Task prompt:
Show all lines below holding the string "ground".
"""
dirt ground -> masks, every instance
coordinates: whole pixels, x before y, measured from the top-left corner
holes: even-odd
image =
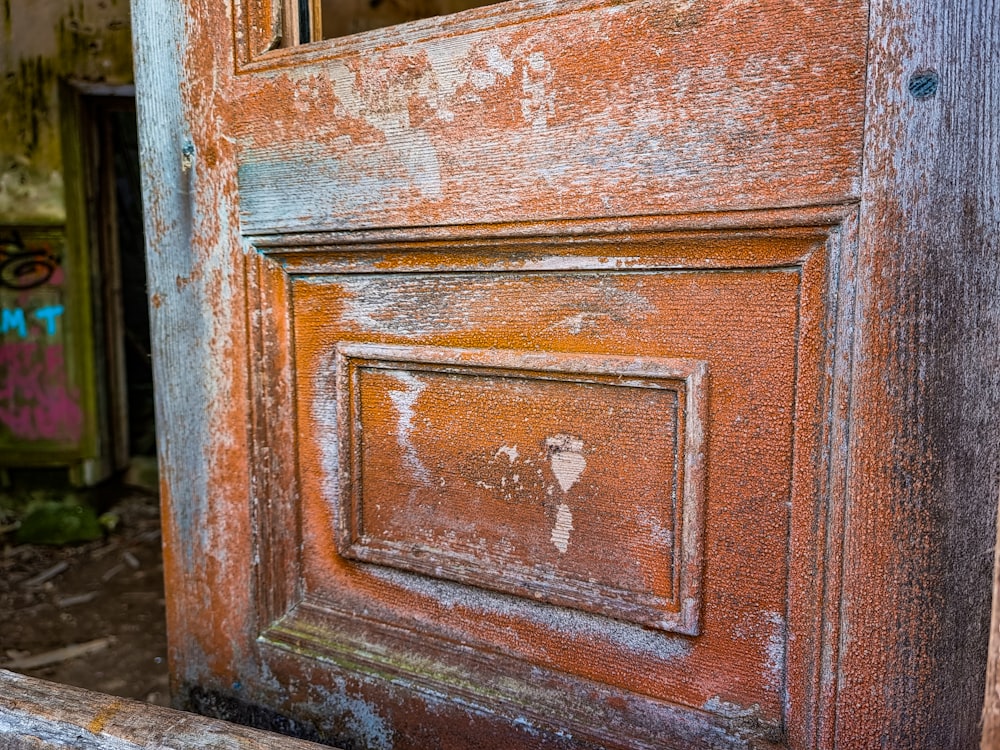
[[[104,539],[49,547],[0,533],[0,667],[168,705],[158,501],[115,491]]]

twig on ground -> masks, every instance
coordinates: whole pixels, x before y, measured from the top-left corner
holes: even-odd
[[[113,565],[112,567],[105,570],[104,573],[101,575],[101,583],[107,583],[116,575],[121,573],[123,570],[125,570],[125,566],[122,563]]]
[[[38,669],[39,667],[47,667],[50,664],[58,664],[60,662],[69,661],[70,659],[76,659],[80,656],[95,654],[98,651],[103,651],[114,642],[114,636],[109,635],[105,638],[97,638],[92,641],[87,641],[86,643],[74,643],[70,646],[63,646],[62,648],[45,651],[41,654],[35,654],[34,656],[25,656],[20,659],[13,659],[6,664],[0,664],[0,668]]]
[[[59,609],[66,609],[66,607],[72,607],[75,604],[86,604],[97,596],[99,592],[88,591],[85,594],[76,594],[74,596],[63,596],[56,599],[56,606]]]
[[[61,560],[61,561],[57,562],[55,565],[53,565],[51,568],[48,568],[47,570],[43,570],[37,576],[34,576],[33,578],[29,578],[27,581],[25,581],[21,585],[22,586],[27,586],[28,588],[33,588],[35,586],[41,586],[46,581],[51,581],[57,575],[59,575],[60,573],[64,573],[67,570],[69,570],[69,563],[66,562],[65,560]]]

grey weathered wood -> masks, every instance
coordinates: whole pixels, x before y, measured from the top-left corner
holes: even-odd
[[[218,719],[0,670],[5,750],[318,750]]]
[[[983,702],[981,750],[1000,747],[1000,529],[993,567],[993,615],[990,624],[990,652],[986,663],[986,698]]]
[[[1000,5],[874,0],[871,10],[851,625],[821,746],[971,748],[1000,466]],[[937,90],[918,98],[914,76],[930,72]]]

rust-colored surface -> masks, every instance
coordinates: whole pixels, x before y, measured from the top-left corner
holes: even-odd
[[[803,251],[807,248],[812,249],[806,245]],[[300,465],[314,467],[302,476],[306,533],[303,574],[307,589],[324,599],[357,602],[348,605],[348,612],[362,601],[373,610],[381,603],[386,608],[384,616],[393,621],[399,617],[417,618],[428,633],[438,631],[459,642],[480,643],[490,651],[518,654],[525,661],[577,674],[598,684],[612,684],[697,708],[713,701],[741,707],[756,705],[763,717],[779,723],[800,283],[794,268],[701,274],[646,271],[501,273],[483,277],[385,275],[347,277],[327,283],[311,279],[297,282],[293,310],[299,373],[298,424],[301,433],[308,436],[301,442]],[[747,299],[756,304],[747,307]],[[320,310],[324,313],[320,314]],[[723,326],[722,321],[727,325]],[[613,621],[579,617],[576,628],[584,632],[567,638],[565,628],[574,620],[568,613],[528,602],[518,605],[495,600],[464,589],[445,588],[435,594],[435,589],[425,588],[419,579],[359,568],[340,559],[327,530],[335,523],[330,500],[342,490],[336,483],[338,465],[329,459],[334,437],[329,420],[335,404],[325,384],[325,363],[332,359],[331,347],[336,342],[358,340],[497,349],[518,346],[541,352],[637,358],[680,356],[707,362],[711,371],[705,458],[707,529],[704,540],[688,540],[705,547],[703,634],[691,642]],[[815,382],[815,361],[810,370],[813,374],[807,382]],[[489,441],[485,428],[479,428],[479,439],[488,442],[470,444],[471,435],[466,435],[464,442],[465,448],[479,455],[451,458],[451,441],[443,436],[436,438],[439,433],[433,429],[437,427],[445,434],[457,431],[455,437],[462,437],[462,412],[457,405],[435,398],[436,387],[416,378],[414,381],[403,383],[394,392],[398,394],[395,401],[402,406],[386,415],[391,424],[381,429],[379,425],[369,427],[373,440],[381,440],[380,436],[388,432],[395,436],[394,443],[402,444],[401,448],[385,446],[377,454],[382,461],[391,462],[393,454],[402,450],[398,461],[401,465],[371,467],[362,475],[362,492],[373,493],[383,503],[391,504],[397,491],[405,497],[410,492],[407,485],[437,484],[439,477],[447,477],[449,467],[463,462],[469,464],[465,471],[488,480],[493,473],[488,456],[505,446],[517,447],[519,455],[504,468],[499,479],[514,482],[515,475],[527,477],[536,458],[543,458],[549,445],[562,446],[560,441],[565,443],[563,449],[568,454],[579,457],[575,468],[579,468],[581,459],[591,464],[589,473],[583,468],[576,479],[581,484],[586,480],[586,486],[592,486],[593,491],[603,492],[606,513],[620,503],[618,517],[626,518],[630,506],[634,509],[636,505],[657,502],[655,491],[651,493],[648,488],[633,490],[630,496],[627,479],[634,475],[639,481],[655,481],[654,472],[642,469],[644,447],[655,447],[655,442],[634,440],[625,443],[625,450],[602,455],[602,447],[612,439],[613,433],[607,429],[614,417],[598,412],[601,402],[596,395],[550,396],[567,413],[545,418],[533,408],[532,396],[520,394],[505,399],[503,388],[488,388],[481,398],[500,401],[483,404],[477,411],[488,419],[492,409],[494,429],[509,425],[511,432],[502,440],[496,435]],[[457,386],[452,390],[457,390],[454,397],[464,403],[474,398]],[[618,404],[619,409],[624,406]],[[633,399],[629,408],[640,408],[640,404]],[[633,412],[630,417],[628,430],[659,432],[658,439],[669,439],[662,437],[664,432],[676,435],[669,415],[639,418]],[[423,440],[422,429],[428,434]],[[747,439],[751,434],[756,435],[756,440]],[[614,439],[628,441],[620,435]],[[616,540],[610,530],[605,531],[603,540],[592,530],[589,536],[592,540],[596,535],[597,543],[588,542],[586,530],[570,532],[565,513],[563,522],[559,520],[558,506],[566,505],[569,512],[569,502],[575,505],[585,499],[567,496],[566,503],[553,503],[547,496],[546,484],[553,487],[553,495],[556,489],[560,495],[570,493],[562,492],[556,467],[550,463],[542,468],[542,482],[533,492],[529,490],[526,498],[543,506],[546,501],[550,504],[549,517],[543,510],[538,519],[540,528],[529,528],[522,521],[516,531],[505,529],[511,514],[502,497],[489,496],[488,502],[477,505],[475,523],[465,528],[473,544],[495,538],[530,548],[532,540],[539,536],[544,541],[545,536],[558,538],[564,533],[567,545],[572,545],[574,539],[589,544],[580,551],[576,565],[593,569],[589,576],[593,578],[597,570],[615,565],[600,541],[617,546],[643,545],[656,538],[650,526],[656,516],[648,510],[643,512],[641,507],[637,509],[636,526],[623,532],[632,537],[627,542]],[[571,472],[566,471],[569,484]],[[619,478],[617,488],[615,478]],[[381,488],[385,481],[402,487],[387,491]],[[367,490],[369,483],[373,485],[371,490]],[[453,490],[450,497],[456,496]],[[409,511],[396,523],[412,527],[414,534],[425,530],[434,533],[435,525],[420,512],[419,494],[410,502],[395,509]],[[447,515],[449,522],[462,523],[460,513],[452,511]],[[611,518],[614,516],[609,523]],[[753,519],[753,523],[740,523],[740,518]],[[441,533],[447,531],[442,529]],[[753,542],[748,543],[751,536]],[[545,556],[539,554],[521,562],[544,565],[546,557],[547,549]],[[638,560],[642,558],[638,556]],[[489,551],[481,550],[476,559],[480,565],[488,564]],[[450,563],[450,568],[454,572],[450,576],[445,572],[445,578],[464,577],[456,561]],[[572,586],[567,580],[575,577],[572,569],[554,568],[553,573],[562,585]],[[630,575],[619,569],[618,574],[624,576],[626,586],[641,584],[642,574],[638,571]],[[530,577],[520,578],[520,588],[531,587]],[[722,581],[732,582],[734,588]],[[575,588],[578,597],[588,599],[585,585]],[[501,606],[500,601],[505,603]],[[738,604],[740,601],[746,608]],[[592,602],[587,609],[597,608],[595,605]],[[562,618],[567,616],[569,619],[564,621]],[[548,621],[550,617],[556,620]],[[720,669],[723,662],[724,673]],[[623,668],[627,664],[634,667]]]
[[[267,10],[137,3],[179,699],[375,748],[967,746],[930,724],[981,686],[962,607],[920,595],[993,511],[873,479],[941,444],[872,369],[910,271],[864,213],[868,7],[513,2],[262,52]],[[668,362],[708,374],[697,460]]]
[[[704,362],[337,356],[341,555],[697,634]]]
[[[848,200],[863,22],[846,0],[514,3],[256,56],[232,90],[242,227]]]

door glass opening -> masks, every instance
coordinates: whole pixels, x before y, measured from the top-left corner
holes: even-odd
[[[293,0],[286,6],[299,44],[335,39],[421,18],[496,5],[495,0]]]

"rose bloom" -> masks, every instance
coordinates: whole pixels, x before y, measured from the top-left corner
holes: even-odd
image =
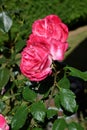
[[[28,41],[21,53],[20,70],[31,81],[41,81],[51,74],[52,59],[46,41],[35,38]],[[37,43],[38,42],[38,43]]]
[[[58,61],[62,61],[64,59],[64,54],[68,48],[67,42],[63,43],[52,39],[50,44],[46,38],[34,34],[31,34],[27,40],[27,46],[30,45],[40,46],[41,48],[46,49],[46,52],[48,51],[48,54],[52,57],[52,59]]]
[[[49,40],[55,39],[65,42],[68,37],[68,27],[56,15],[48,15],[36,20],[32,25],[32,32]]]
[[[5,117],[0,114],[0,130],[9,130]]]
[[[44,38],[44,37],[40,37],[40,36],[31,34],[29,36],[29,39],[27,40],[27,46],[30,47],[30,45],[32,45],[32,46],[38,46],[40,48],[43,48],[47,53],[50,54],[50,51],[49,51],[50,44],[47,41],[47,39]]]
[[[62,61],[64,59],[64,54],[68,48],[67,42],[60,42],[58,40],[52,39],[50,46],[50,54],[53,60]]]
[[[50,54],[53,60],[62,61],[68,48],[68,28],[56,15],[49,15],[36,20],[32,25],[32,33],[47,39],[50,44]]]

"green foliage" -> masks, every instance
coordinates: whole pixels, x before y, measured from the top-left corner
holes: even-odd
[[[5,103],[0,101],[0,113],[5,109]]]
[[[44,122],[45,116],[46,116],[46,108],[42,102],[36,102],[32,104],[31,108],[31,114],[33,115],[34,119]]]
[[[67,128],[67,124],[64,119],[57,119],[54,124],[52,130],[65,130]]]
[[[19,130],[25,123],[28,114],[27,106],[21,105],[14,117],[12,118],[11,126],[13,130]]]
[[[69,112],[75,112],[76,101],[75,94],[69,89],[60,90],[60,102],[61,105]]]
[[[86,0],[0,2],[0,113],[7,117],[10,129],[43,130],[52,119],[53,130],[82,130],[76,123],[66,123],[65,110],[71,114],[77,110],[75,94],[70,90],[68,77],[79,77],[87,81],[87,72],[66,66],[61,70],[56,69],[46,81],[35,83],[20,73],[19,65],[20,52],[31,33],[34,20],[53,13],[58,14],[67,24],[80,17],[85,19]],[[63,118],[54,118],[59,116],[60,109]]]
[[[0,69],[0,89],[4,88],[9,80],[9,69],[2,68]]]
[[[12,20],[5,12],[0,13],[0,30],[8,32],[12,26]]]
[[[25,46],[25,41],[24,40],[20,40],[15,45],[15,52],[16,53],[20,52],[24,46]]]
[[[86,5],[87,0],[63,0],[57,11],[65,23],[74,26],[79,20],[86,20]]]
[[[78,78],[83,79],[84,81],[87,81],[87,71],[81,72],[80,70],[73,67],[65,67],[65,69],[68,69],[70,71],[70,75],[76,76]]]
[[[2,5],[14,21],[12,31],[20,30],[19,36],[25,38],[31,32],[32,23],[49,14],[59,15],[70,27],[87,18],[87,0],[4,0]]]
[[[47,118],[50,119],[53,116],[57,115],[57,110],[53,110],[53,109],[48,109],[47,110]]]
[[[60,107],[60,95],[56,94],[55,98],[54,98],[54,102],[57,108],[61,108]]]
[[[32,91],[31,89],[29,89],[28,87],[25,87],[23,90],[23,98],[26,101],[33,102],[36,98],[36,93]]]
[[[77,124],[75,122],[72,122],[68,125],[69,130],[84,130],[83,127],[80,124]]]
[[[41,128],[33,128],[32,130],[42,130]]]
[[[58,85],[62,88],[70,88],[70,82],[69,82],[69,79],[64,76],[59,82],[58,82]]]

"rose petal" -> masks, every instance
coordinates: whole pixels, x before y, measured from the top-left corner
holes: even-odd
[[[62,61],[64,59],[65,51],[68,48],[68,43],[52,40],[50,53],[53,60]]]
[[[2,114],[0,114],[0,129],[1,130],[9,130],[9,126],[6,122],[6,119]]]
[[[41,81],[51,73],[52,59],[42,46],[27,46],[22,52],[20,70],[31,81]]]

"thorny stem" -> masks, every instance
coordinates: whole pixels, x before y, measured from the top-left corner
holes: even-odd
[[[13,94],[12,96],[9,96],[9,97],[7,97],[7,98],[5,98],[5,99],[2,99],[2,101],[3,101],[3,102],[4,102],[4,101],[7,101],[7,100],[9,100],[10,98],[16,97],[16,96],[18,96],[18,95],[20,95],[20,93]]]
[[[55,75],[54,75],[54,84],[53,86],[51,87],[51,94],[49,95],[49,100],[48,100],[48,103],[47,103],[47,108],[49,107],[49,104],[53,98],[53,95],[54,95],[54,91],[55,91],[55,87],[58,87],[57,85],[57,82],[56,82],[56,79],[57,79],[57,75],[60,73],[60,71],[57,71],[55,70]]]

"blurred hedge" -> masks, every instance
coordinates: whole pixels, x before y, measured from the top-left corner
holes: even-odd
[[[23,37],[31,32],[32,22],[49,14],[59,15],[70,29],[87,19],[87,0],[0,0],[0,4],[13,19],[13,30],[20,30]]]
[[[87,24],[87,0],[62,0],[56,12],[70,29]]]

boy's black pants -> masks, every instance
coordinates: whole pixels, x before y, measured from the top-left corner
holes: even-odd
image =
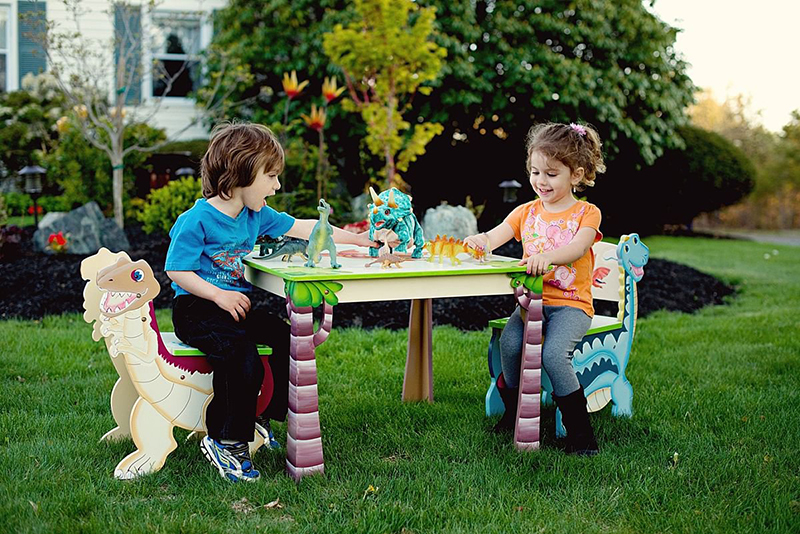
"""
Result of the exercise:
dirt ground -> masks, every instance
twig on ground -> masks, every instance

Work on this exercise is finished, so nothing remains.